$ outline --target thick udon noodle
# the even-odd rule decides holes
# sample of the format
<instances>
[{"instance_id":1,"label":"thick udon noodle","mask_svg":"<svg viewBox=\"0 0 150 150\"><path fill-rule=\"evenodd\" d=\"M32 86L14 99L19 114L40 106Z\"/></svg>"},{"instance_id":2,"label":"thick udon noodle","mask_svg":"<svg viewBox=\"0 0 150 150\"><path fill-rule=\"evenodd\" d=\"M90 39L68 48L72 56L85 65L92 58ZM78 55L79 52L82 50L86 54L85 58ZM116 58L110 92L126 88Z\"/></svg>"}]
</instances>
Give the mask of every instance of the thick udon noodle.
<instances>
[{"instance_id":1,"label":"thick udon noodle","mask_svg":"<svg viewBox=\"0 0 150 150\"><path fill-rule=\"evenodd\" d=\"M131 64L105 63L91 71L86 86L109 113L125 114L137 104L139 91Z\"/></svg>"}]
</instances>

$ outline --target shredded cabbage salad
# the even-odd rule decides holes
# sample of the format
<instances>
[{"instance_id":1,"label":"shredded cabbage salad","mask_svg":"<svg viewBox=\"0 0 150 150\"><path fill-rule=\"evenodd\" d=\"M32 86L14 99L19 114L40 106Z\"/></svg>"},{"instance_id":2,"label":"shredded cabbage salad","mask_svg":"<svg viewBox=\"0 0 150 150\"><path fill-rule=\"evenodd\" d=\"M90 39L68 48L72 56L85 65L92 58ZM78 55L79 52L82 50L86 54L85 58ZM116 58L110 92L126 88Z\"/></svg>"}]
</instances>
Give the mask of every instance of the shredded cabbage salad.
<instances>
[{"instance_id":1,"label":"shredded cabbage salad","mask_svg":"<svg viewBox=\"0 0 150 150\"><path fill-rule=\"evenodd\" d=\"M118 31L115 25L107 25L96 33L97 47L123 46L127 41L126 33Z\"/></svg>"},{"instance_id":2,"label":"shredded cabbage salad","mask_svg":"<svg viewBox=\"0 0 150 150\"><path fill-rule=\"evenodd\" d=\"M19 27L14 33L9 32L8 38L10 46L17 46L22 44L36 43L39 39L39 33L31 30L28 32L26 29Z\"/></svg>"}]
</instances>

####

PROBLEM TO SOLVE :: Give back the data above exactly as it appears.

RESULT FOR THIS EXERCISE ::
$ outline --target thick udon noodle
# the even-odd rule decides holes
# sample of the format
<instances>
[{"instance_id":1,"label":"thick udon noodle","mask_svg":"<svg viewBox=\"0 0 150 150\"><path fill-rule=\"evenodd\" d=\"M32 86L14 99L19 114L40 106Z\"/></svg>"},{"instance_id":2,"label":"thick udon noodle","mask_svg":"<svg viewBox=\"0 0 150 150\"><path fill-rule=\"evenodd\" d=\"M90 39L68 48L72 56L85 65L92 58ZM78 55L79 52L82 50L86 54L85 58ZM116 58L110 92L126 88Z\"/></svg>"}]
</instances>
Give the mask of every instance of the thick udon noodle.
<instances>
[{"instance_id":1,"label":"thick udon noodle","mask_svg":"<svg viewBox=\"0 0 150 150\"><path fill-rule=\"evenodd\" d=\"M131 64L105 63L91 71L86 86L109 113L125 114L137 104L139 91Z\"/></svg>"}]
</instances>

$ outline --target shredded cabbage salad
# the even-odd rule decides holes
# sample of the format
<instances>
[{"instance_id":1,"label":"shredded cabbage salad","mask_svg":"<svg viewBox=\"0 0 150 150\"><path fill-rule=\"evenodd\" d=\"M32 86L14 99L19 114L40 106Z\"/></svg>"},{"instance_id":2,"label":"shredded cabbage salad","mask_svg":"<svg viewBox=\"0 0 150 150\"><path fill-rule=\"evenodd\" d=\"M90 39L68 48L72 56L85 65L92 58ZM78 55L79 52L82 50L86 54L85 58ZM116 58L110 92L126 88Z\"/></svg>"}]
</instances>
Give the mask of every instance of the shredded cabbage salad.
<instances>
[{"instance_id":1,"label":"shredded cabbage salad","mask_svg":"<svg viewBox=\"0 0 150 150\"><path fill-rule=\"evenodd\" d=\"M118 31L115 25L107 25L96 33L97 47L123 46L127 41L126 33Z\"/></svg>"},{"instance_id":2,"label":"shredded cabbage salad","mask_svg":"<svg viewBox=\"0 0 150 150\"><path fill-rule=\"evenodd\" d=\"M19 27L14 33L9 32L8 38L10 46L17 46L22 44L36 43L39 39L39 33L31 30L28 32L26 29Z\"/></svg>"}]
</instances>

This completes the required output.